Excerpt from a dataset

★ ★ ★ ★

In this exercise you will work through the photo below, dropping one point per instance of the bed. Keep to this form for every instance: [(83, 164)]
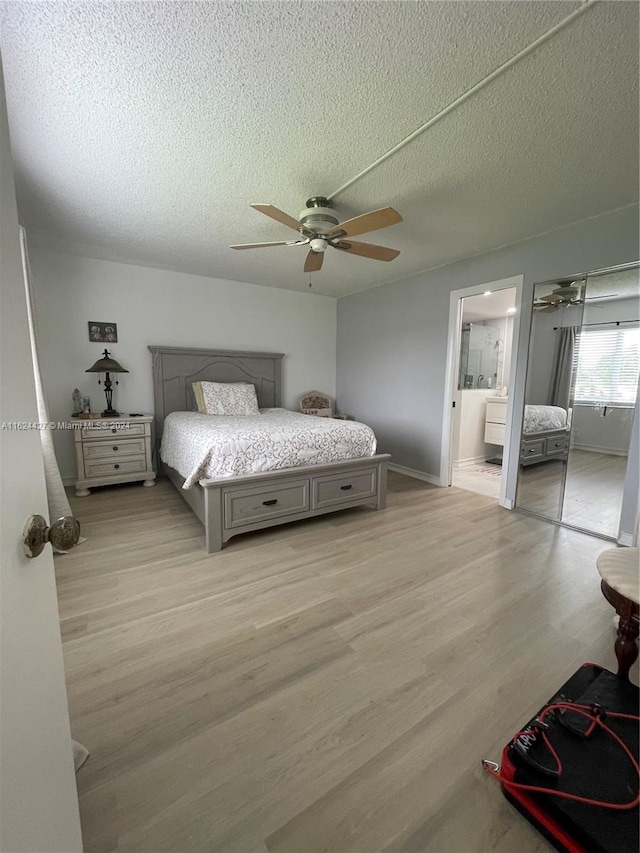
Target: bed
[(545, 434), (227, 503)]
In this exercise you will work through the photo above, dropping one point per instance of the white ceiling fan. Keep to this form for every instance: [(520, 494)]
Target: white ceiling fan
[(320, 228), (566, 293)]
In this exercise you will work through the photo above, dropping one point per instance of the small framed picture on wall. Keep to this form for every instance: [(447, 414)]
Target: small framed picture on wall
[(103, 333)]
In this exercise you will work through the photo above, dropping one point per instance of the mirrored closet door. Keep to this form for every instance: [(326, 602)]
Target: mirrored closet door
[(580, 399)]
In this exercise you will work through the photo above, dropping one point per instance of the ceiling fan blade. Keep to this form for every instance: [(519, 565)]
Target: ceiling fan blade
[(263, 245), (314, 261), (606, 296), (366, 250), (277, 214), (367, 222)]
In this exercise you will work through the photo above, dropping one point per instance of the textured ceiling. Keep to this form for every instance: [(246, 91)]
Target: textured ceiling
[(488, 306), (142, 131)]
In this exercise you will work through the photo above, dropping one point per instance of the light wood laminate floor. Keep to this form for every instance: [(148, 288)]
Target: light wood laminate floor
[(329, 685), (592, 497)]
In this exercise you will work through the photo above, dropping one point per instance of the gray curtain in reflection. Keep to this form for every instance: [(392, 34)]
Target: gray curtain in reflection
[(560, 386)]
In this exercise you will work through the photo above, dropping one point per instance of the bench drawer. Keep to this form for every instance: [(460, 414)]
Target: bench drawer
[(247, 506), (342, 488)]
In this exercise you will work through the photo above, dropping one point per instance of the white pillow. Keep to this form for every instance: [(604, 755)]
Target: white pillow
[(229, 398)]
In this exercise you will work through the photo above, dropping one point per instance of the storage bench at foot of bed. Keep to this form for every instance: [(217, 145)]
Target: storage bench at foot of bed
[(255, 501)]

★ ★ ★ ★

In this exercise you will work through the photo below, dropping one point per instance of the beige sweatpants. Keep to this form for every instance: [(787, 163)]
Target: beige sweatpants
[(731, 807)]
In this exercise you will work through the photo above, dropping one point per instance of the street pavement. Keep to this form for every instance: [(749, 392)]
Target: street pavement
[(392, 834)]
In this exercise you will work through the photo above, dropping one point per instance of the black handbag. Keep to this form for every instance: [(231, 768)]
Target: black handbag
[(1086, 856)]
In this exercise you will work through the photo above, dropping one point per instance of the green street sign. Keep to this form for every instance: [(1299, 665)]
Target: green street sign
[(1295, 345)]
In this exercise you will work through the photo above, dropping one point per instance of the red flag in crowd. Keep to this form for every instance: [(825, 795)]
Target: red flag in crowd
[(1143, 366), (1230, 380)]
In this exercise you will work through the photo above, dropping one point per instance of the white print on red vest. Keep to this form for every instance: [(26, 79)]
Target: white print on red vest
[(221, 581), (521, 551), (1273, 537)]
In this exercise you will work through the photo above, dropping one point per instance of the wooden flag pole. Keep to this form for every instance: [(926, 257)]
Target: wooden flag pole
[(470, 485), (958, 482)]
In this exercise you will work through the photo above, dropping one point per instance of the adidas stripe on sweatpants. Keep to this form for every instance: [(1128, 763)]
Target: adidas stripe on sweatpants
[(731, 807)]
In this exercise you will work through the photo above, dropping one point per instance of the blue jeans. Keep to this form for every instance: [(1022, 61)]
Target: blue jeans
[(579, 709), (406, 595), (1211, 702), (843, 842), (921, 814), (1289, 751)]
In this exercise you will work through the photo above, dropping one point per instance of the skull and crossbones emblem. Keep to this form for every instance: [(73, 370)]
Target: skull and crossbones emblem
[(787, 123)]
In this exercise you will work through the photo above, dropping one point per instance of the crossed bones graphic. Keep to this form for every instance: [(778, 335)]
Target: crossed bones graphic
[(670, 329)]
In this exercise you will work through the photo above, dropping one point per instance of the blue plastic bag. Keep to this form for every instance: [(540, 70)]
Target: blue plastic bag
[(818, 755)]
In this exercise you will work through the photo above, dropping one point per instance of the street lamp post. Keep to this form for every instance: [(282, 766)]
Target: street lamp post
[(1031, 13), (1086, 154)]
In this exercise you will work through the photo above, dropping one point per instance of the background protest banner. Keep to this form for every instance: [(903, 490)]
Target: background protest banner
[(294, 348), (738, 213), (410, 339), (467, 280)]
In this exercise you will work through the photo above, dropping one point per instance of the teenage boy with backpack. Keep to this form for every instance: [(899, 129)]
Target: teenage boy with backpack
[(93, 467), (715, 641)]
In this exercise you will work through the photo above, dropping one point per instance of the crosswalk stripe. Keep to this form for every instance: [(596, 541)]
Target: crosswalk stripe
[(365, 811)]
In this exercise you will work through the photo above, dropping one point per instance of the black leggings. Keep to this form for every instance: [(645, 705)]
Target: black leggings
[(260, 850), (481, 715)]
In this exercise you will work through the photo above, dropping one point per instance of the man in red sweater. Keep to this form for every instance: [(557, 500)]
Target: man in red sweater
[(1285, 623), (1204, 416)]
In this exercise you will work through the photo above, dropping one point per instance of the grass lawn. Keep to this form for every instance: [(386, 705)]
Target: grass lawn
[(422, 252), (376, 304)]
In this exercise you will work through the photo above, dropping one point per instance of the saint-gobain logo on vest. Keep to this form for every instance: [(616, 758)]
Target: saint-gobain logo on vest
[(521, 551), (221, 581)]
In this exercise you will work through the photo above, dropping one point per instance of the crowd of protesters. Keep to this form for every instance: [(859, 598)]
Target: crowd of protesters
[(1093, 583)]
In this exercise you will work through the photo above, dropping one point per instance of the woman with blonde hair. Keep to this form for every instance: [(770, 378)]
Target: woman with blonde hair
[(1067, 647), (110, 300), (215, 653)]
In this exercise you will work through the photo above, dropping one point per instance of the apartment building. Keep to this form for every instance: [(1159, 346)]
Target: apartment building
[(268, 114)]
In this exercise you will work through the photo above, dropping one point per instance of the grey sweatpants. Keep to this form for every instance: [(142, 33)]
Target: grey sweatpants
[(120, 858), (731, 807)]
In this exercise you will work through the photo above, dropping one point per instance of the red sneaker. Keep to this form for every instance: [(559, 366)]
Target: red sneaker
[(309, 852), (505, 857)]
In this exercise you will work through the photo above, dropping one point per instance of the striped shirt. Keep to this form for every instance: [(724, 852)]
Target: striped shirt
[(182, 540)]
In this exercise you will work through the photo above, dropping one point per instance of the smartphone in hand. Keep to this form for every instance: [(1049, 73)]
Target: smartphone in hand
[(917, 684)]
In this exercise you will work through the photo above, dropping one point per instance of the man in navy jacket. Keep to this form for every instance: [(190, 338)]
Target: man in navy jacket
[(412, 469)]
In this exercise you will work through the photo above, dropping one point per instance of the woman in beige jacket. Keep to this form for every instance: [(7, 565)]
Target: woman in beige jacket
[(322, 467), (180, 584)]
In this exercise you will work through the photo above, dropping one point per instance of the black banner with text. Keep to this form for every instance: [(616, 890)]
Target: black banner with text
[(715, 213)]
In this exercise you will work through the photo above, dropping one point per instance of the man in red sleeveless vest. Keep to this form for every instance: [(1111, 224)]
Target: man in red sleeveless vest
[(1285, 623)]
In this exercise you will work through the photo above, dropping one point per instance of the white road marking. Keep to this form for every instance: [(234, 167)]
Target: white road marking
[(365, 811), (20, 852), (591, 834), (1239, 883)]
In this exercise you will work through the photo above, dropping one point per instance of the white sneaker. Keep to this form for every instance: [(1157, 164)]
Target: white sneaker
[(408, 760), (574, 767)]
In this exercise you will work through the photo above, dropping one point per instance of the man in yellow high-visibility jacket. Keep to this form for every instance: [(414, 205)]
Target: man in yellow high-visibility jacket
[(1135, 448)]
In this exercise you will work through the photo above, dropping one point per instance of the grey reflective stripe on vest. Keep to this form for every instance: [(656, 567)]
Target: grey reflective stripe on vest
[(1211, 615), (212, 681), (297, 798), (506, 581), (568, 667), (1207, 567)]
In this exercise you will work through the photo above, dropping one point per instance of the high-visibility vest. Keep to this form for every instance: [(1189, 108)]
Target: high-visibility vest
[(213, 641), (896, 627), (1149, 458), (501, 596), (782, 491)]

★ ★ ★ ★

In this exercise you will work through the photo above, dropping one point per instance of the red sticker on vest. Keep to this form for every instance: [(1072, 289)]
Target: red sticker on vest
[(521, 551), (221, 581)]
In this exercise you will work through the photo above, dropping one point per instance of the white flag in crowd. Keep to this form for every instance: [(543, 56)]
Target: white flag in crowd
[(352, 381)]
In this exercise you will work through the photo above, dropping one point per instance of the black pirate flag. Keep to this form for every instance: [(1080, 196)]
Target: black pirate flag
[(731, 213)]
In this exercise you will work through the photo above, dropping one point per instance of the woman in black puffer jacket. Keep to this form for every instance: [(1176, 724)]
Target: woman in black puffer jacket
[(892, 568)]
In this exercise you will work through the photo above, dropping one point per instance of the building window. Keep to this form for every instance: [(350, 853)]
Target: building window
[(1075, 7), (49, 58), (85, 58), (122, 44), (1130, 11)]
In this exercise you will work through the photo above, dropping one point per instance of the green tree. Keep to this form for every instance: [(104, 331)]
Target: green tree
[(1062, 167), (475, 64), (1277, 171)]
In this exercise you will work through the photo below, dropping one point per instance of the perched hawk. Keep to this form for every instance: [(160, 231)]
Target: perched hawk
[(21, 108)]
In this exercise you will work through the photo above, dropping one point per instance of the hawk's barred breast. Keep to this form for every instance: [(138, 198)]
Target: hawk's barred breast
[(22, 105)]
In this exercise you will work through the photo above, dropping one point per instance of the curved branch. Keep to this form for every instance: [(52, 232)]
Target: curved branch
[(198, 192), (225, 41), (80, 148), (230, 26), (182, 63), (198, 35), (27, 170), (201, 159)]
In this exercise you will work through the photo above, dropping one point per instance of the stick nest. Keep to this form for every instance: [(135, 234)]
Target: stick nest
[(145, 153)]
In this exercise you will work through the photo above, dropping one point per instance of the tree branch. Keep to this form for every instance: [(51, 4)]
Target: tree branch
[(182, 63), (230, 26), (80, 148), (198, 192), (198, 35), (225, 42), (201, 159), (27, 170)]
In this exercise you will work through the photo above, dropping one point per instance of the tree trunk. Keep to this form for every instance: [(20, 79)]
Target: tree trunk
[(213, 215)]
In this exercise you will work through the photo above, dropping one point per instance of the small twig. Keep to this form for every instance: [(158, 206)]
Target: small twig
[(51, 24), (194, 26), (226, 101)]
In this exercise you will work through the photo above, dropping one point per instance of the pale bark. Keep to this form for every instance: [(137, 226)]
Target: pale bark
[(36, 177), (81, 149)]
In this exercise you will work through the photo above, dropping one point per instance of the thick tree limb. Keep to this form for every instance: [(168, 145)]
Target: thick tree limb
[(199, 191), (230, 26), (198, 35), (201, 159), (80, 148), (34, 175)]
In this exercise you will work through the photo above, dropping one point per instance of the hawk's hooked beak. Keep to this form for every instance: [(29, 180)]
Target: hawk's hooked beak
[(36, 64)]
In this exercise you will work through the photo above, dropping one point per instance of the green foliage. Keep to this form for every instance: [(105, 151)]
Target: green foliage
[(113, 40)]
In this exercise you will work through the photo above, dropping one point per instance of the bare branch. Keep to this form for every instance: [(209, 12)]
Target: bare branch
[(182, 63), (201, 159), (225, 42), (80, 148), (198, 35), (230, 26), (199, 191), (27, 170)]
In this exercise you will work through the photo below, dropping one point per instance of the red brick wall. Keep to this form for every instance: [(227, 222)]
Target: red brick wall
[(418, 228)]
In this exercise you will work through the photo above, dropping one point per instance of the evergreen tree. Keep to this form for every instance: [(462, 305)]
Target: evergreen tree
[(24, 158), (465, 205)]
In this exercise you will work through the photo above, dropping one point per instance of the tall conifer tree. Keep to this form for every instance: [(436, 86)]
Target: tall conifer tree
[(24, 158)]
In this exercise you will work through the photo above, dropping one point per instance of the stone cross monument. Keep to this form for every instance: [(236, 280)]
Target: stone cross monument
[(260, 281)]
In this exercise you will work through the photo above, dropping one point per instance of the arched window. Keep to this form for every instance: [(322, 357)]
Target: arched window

★ ★ ★ ★

- Exercise directions -
Count the lines of the entries above that contain the string "skull", matching its case exactly, and give only that number.

- Expected answer -
2